§ Exercise requirements
Output the lines from the start through the line containing "x=37, y=129" (inclusive) as a JSON list of strings, one string per line, skipping blank lines and leaving out the pictures.

-- Begin Information shown --

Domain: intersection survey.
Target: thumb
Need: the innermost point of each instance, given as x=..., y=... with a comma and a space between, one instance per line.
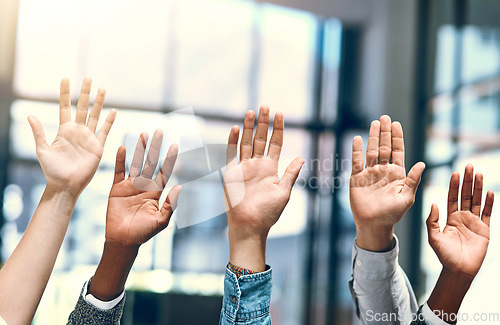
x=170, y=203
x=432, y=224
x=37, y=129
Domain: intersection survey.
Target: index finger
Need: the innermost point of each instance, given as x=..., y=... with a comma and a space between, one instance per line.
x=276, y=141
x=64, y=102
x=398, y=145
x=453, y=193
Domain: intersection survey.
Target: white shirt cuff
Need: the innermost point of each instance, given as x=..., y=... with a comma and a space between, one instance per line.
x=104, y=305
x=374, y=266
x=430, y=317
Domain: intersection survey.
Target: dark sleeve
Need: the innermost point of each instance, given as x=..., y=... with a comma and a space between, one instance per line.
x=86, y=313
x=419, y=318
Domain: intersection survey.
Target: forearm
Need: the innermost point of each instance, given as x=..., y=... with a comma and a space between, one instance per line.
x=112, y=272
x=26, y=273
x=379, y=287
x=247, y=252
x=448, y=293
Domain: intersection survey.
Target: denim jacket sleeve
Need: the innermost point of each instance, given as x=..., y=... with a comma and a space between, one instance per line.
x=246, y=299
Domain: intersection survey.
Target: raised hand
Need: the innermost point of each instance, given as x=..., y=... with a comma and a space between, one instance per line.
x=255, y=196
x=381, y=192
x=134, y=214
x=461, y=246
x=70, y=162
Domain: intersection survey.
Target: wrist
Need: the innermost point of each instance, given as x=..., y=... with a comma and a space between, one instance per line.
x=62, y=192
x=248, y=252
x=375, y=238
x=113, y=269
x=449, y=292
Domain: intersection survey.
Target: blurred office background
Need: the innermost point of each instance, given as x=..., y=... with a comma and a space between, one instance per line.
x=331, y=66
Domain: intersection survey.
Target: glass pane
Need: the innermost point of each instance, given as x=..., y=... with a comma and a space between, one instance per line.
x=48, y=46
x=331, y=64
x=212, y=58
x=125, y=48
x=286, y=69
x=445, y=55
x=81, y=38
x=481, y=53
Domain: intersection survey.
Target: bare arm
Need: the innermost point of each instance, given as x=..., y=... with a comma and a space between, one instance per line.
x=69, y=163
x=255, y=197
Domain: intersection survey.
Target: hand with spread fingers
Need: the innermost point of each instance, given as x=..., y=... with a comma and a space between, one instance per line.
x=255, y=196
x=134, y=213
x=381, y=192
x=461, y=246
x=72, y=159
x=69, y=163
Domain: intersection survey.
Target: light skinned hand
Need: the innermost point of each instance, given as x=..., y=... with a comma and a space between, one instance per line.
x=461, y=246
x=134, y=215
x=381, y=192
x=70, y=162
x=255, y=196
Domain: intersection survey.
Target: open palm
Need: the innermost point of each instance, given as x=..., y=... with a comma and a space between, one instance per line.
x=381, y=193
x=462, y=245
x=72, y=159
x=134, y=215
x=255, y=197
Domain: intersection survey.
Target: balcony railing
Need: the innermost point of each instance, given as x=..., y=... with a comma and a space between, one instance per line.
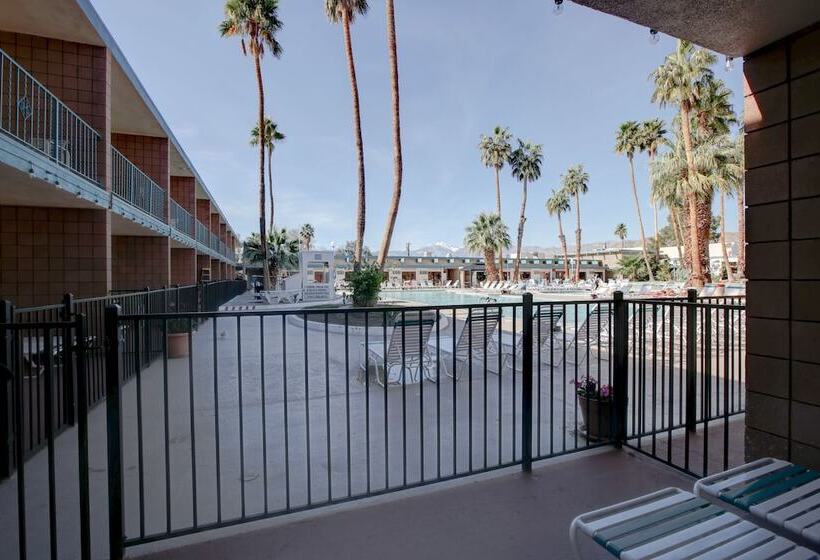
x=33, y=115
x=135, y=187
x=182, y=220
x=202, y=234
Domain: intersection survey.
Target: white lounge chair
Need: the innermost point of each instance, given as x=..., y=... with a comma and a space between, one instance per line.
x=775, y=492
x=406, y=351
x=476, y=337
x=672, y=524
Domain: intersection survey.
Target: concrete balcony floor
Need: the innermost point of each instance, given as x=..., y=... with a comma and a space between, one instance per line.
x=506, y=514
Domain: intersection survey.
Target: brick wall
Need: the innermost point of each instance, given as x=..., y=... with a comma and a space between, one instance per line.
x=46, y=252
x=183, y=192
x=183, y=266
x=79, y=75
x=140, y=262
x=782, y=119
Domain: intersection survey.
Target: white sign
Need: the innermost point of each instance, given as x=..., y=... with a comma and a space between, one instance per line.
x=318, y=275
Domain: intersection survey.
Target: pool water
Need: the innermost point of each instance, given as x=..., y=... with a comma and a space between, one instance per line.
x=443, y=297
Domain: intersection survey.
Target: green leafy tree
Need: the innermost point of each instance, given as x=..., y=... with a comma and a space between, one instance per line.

-- End Information shown --

§ Exercise answer
[
  "Domain: intersection survey.",
  "Target: thumb",
  "Need: the innermost point of each instance, given as x=..., y=... with a comma and a space between, one instance per line.",
  "x=170, y=203",
  "x=432, y=224",
  "x=37, y=129"
]